**BRIEF:** Which lines in the rows below contain the string "carpet"? Gather and copy each of them, treating uppercase and lowercase as distinct.

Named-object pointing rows

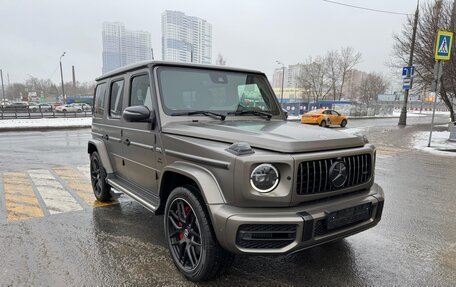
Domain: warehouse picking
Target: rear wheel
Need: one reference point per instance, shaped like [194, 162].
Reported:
[101, 188]
[190, 236]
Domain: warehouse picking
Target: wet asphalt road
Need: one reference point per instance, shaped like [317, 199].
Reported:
[123, 244]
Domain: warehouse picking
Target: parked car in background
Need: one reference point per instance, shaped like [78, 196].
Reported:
[18, 106]
[68, 108]
[324, 118]
[40, 107]
[56, 104]
[82, 106]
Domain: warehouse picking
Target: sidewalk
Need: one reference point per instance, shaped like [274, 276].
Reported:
[440, 145]
[44, 124]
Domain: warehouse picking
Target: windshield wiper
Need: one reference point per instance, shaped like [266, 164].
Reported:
[252, 112]
[206, 113]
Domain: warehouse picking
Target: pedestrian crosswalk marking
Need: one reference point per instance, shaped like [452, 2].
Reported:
[85, 170]
[56, 198]
[80, 184]
[43, 192]
[20, 200]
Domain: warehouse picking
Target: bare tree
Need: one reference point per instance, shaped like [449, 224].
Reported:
[315, 78]
[334, 64]
[371, 86]
[349, 58]
[434, 15]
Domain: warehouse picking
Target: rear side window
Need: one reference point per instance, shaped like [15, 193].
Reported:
[115, 99]
[140, 92]
[98, 105]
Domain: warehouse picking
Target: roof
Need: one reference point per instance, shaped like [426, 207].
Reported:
[150, 64]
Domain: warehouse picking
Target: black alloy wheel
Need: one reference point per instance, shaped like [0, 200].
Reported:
[191, 239]
[101, 189]
[184, 234]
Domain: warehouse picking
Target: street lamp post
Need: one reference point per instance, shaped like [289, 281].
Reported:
[283, 79]
[403, 116]
[3, 88]
[61, 78]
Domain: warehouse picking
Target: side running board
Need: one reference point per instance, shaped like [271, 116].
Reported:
[128, 192]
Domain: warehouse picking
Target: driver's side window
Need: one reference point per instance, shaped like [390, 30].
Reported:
[140, 94]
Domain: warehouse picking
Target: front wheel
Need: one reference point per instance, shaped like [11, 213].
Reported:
[190, 236]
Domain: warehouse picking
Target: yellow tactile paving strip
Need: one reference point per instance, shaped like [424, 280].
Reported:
[80, 184]
[20, 200]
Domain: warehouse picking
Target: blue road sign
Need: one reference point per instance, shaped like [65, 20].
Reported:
[407, 84]
[443, 45]
[408, 72]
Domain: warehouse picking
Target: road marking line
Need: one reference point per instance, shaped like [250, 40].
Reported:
[56, 198]
[85, 170]
[78, 181]
[18, 190]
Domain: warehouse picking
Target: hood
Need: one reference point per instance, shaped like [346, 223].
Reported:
[282, 136]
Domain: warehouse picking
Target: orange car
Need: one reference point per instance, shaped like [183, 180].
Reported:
[324, 118]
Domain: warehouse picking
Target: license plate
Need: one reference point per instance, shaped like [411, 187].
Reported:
[348, 216]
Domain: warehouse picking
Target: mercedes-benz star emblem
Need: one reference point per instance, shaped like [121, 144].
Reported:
[338, 173]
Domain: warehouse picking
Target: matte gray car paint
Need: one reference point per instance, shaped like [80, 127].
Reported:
[138, 155]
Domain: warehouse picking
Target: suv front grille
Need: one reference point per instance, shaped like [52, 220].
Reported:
[265, 236]
[313, 176]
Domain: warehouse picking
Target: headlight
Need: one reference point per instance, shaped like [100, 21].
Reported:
[264, 178]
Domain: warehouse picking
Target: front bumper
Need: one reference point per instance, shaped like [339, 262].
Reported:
[290, 229]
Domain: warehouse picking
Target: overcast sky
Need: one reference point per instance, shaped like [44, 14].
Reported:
[248, 33]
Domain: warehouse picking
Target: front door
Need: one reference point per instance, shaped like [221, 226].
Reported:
[139, 138]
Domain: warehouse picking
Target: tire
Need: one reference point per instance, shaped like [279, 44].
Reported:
[195, 250]
[101, 189]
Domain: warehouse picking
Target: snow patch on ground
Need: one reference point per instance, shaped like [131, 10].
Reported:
[440, 145]
[45, 123]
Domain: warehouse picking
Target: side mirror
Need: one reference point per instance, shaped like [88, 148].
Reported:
[137, 114]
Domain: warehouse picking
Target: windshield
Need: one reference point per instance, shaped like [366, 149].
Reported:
[187, 90]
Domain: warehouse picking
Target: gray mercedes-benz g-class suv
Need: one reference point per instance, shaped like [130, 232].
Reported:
[210, 148]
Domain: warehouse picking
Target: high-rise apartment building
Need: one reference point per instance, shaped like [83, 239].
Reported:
[186, 38]
[123, 47]
[291, 77]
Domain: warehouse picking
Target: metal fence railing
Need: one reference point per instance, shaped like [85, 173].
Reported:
[20, 113]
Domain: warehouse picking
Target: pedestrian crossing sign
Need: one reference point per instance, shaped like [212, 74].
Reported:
[443, 45]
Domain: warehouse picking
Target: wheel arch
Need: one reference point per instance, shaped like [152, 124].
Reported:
[182, 173]
[98, 146]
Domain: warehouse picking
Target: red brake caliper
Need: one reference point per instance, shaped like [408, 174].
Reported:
[181, 234]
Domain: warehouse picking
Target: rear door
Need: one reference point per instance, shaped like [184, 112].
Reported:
[140, 138]
[112, 128]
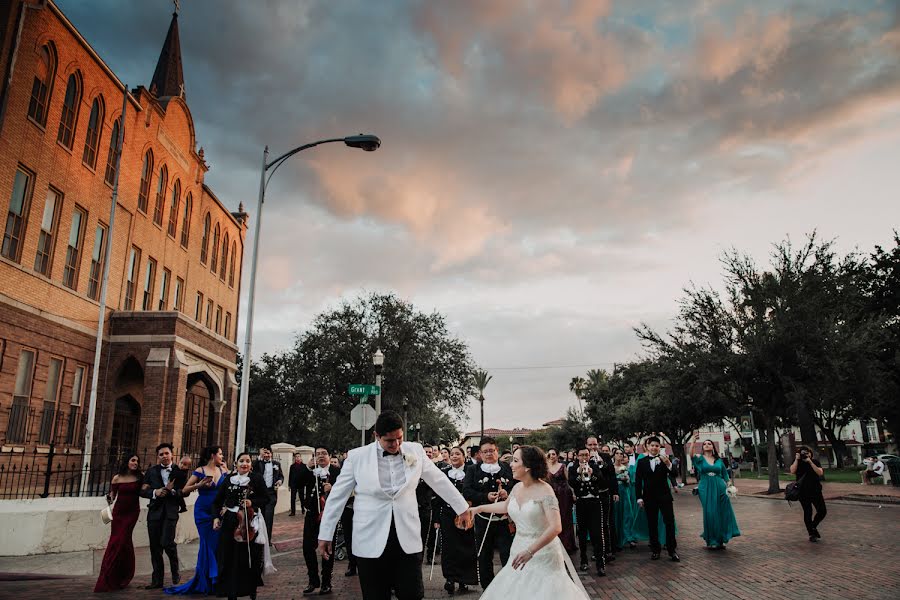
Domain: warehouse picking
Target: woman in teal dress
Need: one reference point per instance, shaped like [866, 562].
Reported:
[624, 509]
[719, 523]
[639, 524]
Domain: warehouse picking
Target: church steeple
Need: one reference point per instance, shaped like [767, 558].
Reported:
[168, 78]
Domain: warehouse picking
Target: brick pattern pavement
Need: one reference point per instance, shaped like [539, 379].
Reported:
[772, 560]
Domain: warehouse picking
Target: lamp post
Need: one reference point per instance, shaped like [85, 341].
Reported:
[369, 143]
[378, 361]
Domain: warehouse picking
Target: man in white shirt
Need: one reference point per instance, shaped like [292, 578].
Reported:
[387, 539]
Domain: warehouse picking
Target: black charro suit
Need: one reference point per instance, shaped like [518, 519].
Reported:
[162, 517]
[652, 486]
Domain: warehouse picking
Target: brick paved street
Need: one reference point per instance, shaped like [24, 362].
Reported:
[772, 560]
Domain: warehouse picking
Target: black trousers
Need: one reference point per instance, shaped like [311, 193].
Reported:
[429, 533]
[294, 493]
[589, 517]
[347, 526]
[269, 511]
[498, 538]
[162, 539]
[310, 543]
[808, 501]
[393, 570]
[653, 509]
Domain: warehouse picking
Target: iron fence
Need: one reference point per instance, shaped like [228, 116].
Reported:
[44, 472]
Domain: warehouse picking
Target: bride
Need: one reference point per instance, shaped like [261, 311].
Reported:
[538, 569]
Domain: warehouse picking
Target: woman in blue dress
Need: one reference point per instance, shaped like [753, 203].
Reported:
[206, 480]
[624, 509]
[719, 523]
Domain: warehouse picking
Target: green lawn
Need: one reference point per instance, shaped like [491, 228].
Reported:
[850, 475]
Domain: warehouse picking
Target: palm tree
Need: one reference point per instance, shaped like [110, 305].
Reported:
[578, 386]
[481, 380]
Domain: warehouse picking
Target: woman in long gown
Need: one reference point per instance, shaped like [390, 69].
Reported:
[624, 509]
[206, 480]
[639, 525]
[558, 478]
[457, 545]
[240, 563]
[719, 522]
[539, 565]
[117, 568]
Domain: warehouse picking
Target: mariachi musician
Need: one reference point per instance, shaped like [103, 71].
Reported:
[315, 487]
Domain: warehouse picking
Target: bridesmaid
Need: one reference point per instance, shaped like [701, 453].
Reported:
[719, 523]
[457, 545]
[118, 560]
[624, 509]
[240, 563]
[558, 479]
[206, 481]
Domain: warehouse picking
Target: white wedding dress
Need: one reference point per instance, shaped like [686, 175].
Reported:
[544, 577]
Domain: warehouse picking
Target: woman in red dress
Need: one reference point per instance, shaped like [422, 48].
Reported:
[118, 560]
[558, 478]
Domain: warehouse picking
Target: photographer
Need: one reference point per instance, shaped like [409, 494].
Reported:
[809, 475]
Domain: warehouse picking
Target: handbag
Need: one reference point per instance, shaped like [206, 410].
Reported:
[106, 513]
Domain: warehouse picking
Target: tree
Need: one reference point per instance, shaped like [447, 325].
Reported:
[424, 363]
[481, 380]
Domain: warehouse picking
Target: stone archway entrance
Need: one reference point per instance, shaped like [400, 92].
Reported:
[126, 425]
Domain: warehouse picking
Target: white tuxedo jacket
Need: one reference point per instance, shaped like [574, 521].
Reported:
[373, 507]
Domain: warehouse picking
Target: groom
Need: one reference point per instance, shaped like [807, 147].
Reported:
[387, 542]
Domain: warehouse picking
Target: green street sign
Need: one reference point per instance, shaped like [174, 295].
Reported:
[362, 389]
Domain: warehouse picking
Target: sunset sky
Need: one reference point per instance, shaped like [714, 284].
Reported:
[552, 174]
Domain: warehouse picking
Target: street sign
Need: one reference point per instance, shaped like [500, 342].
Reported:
[362, 416]
[362, 389]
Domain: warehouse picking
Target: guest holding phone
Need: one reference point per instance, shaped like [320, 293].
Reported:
[117, 569]
[206, 481]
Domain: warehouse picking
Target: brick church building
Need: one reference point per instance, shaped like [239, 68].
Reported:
[167, 371]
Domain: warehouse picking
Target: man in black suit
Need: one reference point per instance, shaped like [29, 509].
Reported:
[274, 477]
[316, 486]
[651, 488]
[162, 485]
[296, 475]
[487, 482]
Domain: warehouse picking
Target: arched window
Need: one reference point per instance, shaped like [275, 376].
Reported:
[231, 264]
[146, 176]
[92, 140]
[174, 211]
[69, 117]
[224, 266]
[42, 86]
[214, 261]
[186, 221]
[112, 157]
[204, 243]
[159, 207]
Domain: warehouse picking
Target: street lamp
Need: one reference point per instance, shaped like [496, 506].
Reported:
[369, 143]
[378, 361]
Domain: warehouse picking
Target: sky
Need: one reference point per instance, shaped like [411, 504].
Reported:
[552, 174]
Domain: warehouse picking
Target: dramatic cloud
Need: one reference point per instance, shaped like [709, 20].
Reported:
[553, 172]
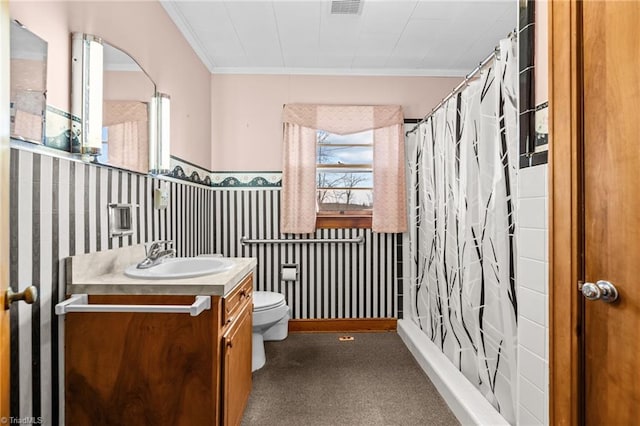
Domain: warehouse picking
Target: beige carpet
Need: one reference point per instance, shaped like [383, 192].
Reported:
[314, 379]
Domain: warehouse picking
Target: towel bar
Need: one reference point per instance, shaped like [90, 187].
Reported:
[358, 240]
[80, 303]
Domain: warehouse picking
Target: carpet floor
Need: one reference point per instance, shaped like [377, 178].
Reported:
[315, 379]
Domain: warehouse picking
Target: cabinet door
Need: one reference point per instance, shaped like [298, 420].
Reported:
[237, 368]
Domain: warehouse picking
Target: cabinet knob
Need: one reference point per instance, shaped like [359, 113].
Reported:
[29, 296]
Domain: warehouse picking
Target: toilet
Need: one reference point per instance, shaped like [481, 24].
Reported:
[270, 322]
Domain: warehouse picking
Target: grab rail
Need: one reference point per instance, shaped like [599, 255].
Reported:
[80, 303]
[358, 240]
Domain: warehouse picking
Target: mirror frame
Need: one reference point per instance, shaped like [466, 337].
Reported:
[87, 75]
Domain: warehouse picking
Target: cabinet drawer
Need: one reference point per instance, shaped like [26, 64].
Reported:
[237, 299]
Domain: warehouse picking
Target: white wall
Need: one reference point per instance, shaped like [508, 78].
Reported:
[533, 299]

**ANSWER TO THIS EXERCISE:**
Target: beige carpet
Target: carpet floor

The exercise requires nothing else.